* [SELECTED EXTRACT]
>>>>>
Zero Halliburton, stylized as ZERO Halliburton, is a manufacturer of hard-wearing travel cases and briefcases, mainly of aluminium. Founded in 1938, the company was sold in 2006 to ACE Co., a Japanese luggage manufacturer.

== History ==
Erle P. Halliburton, the American founder of Halliburton, had commissioned the aluminium case in 1938 from aircraft engineers because other luggage could not endure the rough travel through Texas oil fields. In addition to being more durable than a leather or cloth case due to its rigidity, the aluminium case seals tightly against dust and water. Halliburton later sold the business to the metal manufacturing company, Zero..

In addition to aluminium, Zero Halliburton cases have been available in carbon fiber, polycarbonate, polypropylene, and Texalium (an aluminium-coated fiberglass).

On December 29, 2006, Zero Corporation sold its consumer division to ACE Co., Ltd., of Osaka and Tokyo, of which it is now a wholly owned subsidiary.

== Uses ==

=== Nuclear football ===
The nuclear football, the briefcase which the president of the United States can use to order a nuclear strike, is a modified Zero Halliburton case enclosed in a black leather 'jacket' to make it less conspicuous in public or diplomatic contexts.

=== Apollo 11 ===
Apollo 11 astronauts used technical cases from Zero Halliburton to transport rocks and sand from the moon.

== In popular culture ==
The aluminium cases have appeared in more than 200 Hollywood movies and television shows, including Ocean's Eleven, 24, Lost and the James Bond franchise, often as a MacGuffin.
<<<<<
* [PROMPT] Retype the Zero Halliburton passage word for word. Begin at the words "Zero Halliburton, stylized" and stop after "(an aluminium-coated fiberglass).".

* [INFORMATION SHOWN]
>>>>>
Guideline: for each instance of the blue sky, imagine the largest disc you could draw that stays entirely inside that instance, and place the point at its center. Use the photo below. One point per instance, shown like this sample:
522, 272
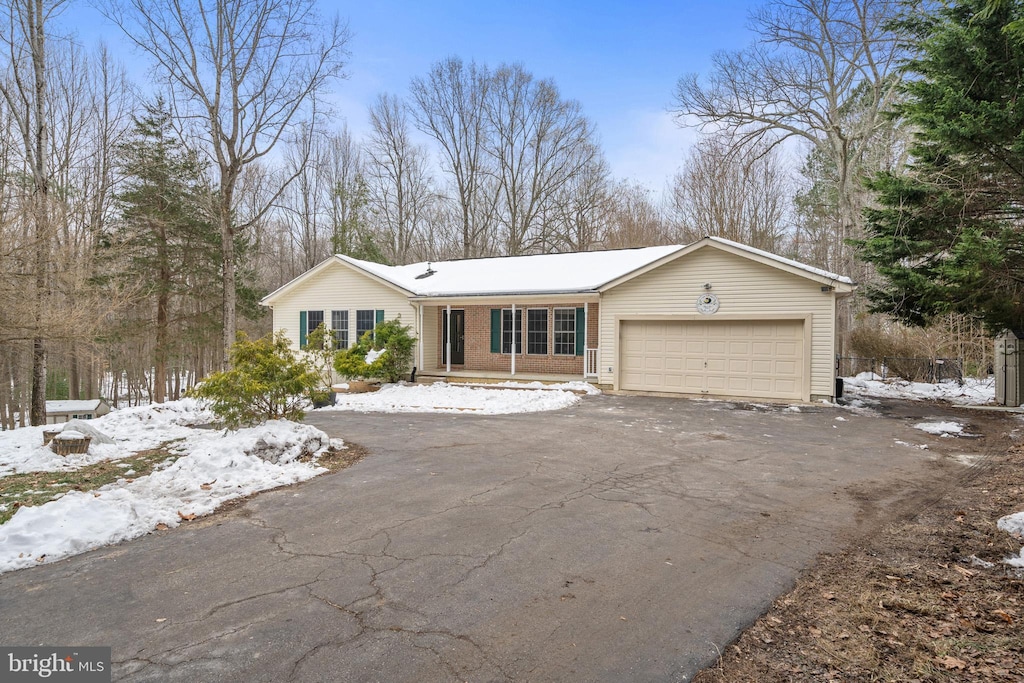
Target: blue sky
620, 59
<<<<<
* [SOLUTION TO THIS EXERCISE]
Zero Halliburton, stylized as ZERO Halliburton, is a manufacturer of hard-wearing travel cases and briefcases, mainly of aluminium. Founded in 1938, the company was sold in 2006 to ACE Co., a Japanese luggage manufacturer.

== History ==
Erle P. Halliburton, the American founder of Halliburton, had commissioned the aluminium case in 1938 from aircraft engineers because other luggage could not endure the rough travel through Texas oil fields. In addition to being more durable than a leather or cloth case due to its rigidity, the aluminium case seals tightly against dust and water. Halliburton later sold the business to the metal manufacturing company, Zero..

In addition to aluminium, Zero Halliburton cases have been available in carbon fiber, polycarbonate, polypropylene, and Texalium (an aluminium-coated fiberglass).